## Begin Document extract

On Wed, Jul 29, 2015 at 3:48 PM, Kent/wp mirror <wpmirror...@gmail.com>
wrote:

> When I build a mirror, I would like to compress the <text
> ...>plaintext</text> to get:
>
> old_text: ciphertext
> old_flags: utf-8,gzip
>
> I would like this done for every text revision, so as to save both disk
> space...
>

Maybe https://www.mediawiki.org/wiki/Manual:Reduce_size_of_the_database
will help. maintenance/storage/compressOld.php will compress older
revisions, optionally using gzip, and you can set the parameters to
compress every revision.

Did you set $wgCompressRevisions in your installation before importing? I'm
not sure if that has effect when building a mirror. It feels like it
should, and/or importDump.php should have some option to compress all
revisions imported; you could file a bug in Phabricator.

and communication bandwidth between web server and browser.

## End Document extract

▶ **Given request**:
Retype part of the reply on compressing wiki text revisions, beginning at the words "Did you set" and stopping after "bug in Phabricator.".

## Begin Items

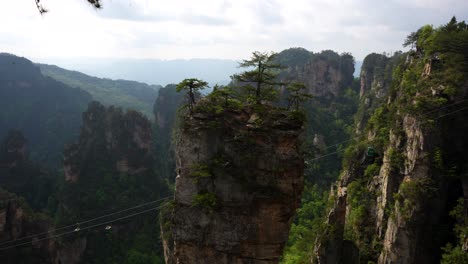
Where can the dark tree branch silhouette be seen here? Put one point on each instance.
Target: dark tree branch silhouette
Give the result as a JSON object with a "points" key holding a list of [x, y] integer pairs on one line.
{"points": [[42, 9]]}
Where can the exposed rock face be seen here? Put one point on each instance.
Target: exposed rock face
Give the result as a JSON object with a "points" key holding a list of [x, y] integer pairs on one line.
{"points": [[325, 74], [166, 106], [376, 79], [46, 111], [123, 139], [16, 221], [396, 206], [165, 111], [239, 183], [13, 150]]}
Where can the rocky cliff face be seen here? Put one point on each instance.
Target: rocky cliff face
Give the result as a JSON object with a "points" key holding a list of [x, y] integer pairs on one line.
{"points": [[21, 176], [375, 82], [395, 206], [16, 221], [47, 112], [108, 134], [165, 111], [240, 176], [109, 168], [325, 74]]}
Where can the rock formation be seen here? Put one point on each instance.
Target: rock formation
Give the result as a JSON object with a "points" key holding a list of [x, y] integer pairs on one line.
{"points": [[325, 74], [240, 177], [394, 206], [110, 135]]}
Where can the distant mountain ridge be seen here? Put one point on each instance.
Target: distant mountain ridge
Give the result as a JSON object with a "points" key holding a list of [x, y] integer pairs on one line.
{"points": [[123, 93], [153, 71]]}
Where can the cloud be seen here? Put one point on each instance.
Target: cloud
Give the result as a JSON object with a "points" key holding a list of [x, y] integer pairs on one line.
{"points": [[213, 28]]}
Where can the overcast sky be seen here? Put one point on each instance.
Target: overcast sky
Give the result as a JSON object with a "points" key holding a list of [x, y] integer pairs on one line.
{"points": [[231, 29]]}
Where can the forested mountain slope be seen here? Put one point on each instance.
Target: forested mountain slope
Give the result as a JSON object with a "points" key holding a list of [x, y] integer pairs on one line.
{"points": [[401, 197], [126, 94], [46, 111]]}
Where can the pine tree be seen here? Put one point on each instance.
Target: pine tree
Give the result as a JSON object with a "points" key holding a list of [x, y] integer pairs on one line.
{"points": [[263, 76]]}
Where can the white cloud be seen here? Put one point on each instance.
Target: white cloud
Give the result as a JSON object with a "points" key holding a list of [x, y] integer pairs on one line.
{"points": [[213, 28]]}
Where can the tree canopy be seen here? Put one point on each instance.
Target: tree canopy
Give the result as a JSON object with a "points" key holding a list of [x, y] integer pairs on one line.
{"points": [[191, 85], [263, 75]]}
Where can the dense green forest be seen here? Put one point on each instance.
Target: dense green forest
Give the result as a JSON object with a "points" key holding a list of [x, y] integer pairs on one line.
{"points": [[65, 157], [46, 111], [126, 94]]}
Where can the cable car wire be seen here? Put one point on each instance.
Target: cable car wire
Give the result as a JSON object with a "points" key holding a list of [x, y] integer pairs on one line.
{"points": [[86, 221], [83, 228]]}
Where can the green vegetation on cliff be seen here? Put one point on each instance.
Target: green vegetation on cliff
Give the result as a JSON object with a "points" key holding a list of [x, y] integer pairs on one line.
{"points": [[126, 94]]}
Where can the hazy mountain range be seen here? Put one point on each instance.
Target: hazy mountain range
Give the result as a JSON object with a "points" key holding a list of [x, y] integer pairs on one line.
{"points": [[154, 71]]}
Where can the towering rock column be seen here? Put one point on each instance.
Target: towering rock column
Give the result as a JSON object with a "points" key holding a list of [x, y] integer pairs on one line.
{"points": [[240, 178]]}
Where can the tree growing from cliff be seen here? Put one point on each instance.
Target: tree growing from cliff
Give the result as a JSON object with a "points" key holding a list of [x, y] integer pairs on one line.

## End Items

▶ **Solved exercise**:
Did you set $wgCompressRevisions in your installation before importing? I'm
not sure if that has effect when building a mirror. It feels like it
should, and/or importDump.php should have some option to compress all
revisions imported; you could file a bug in Phabricator.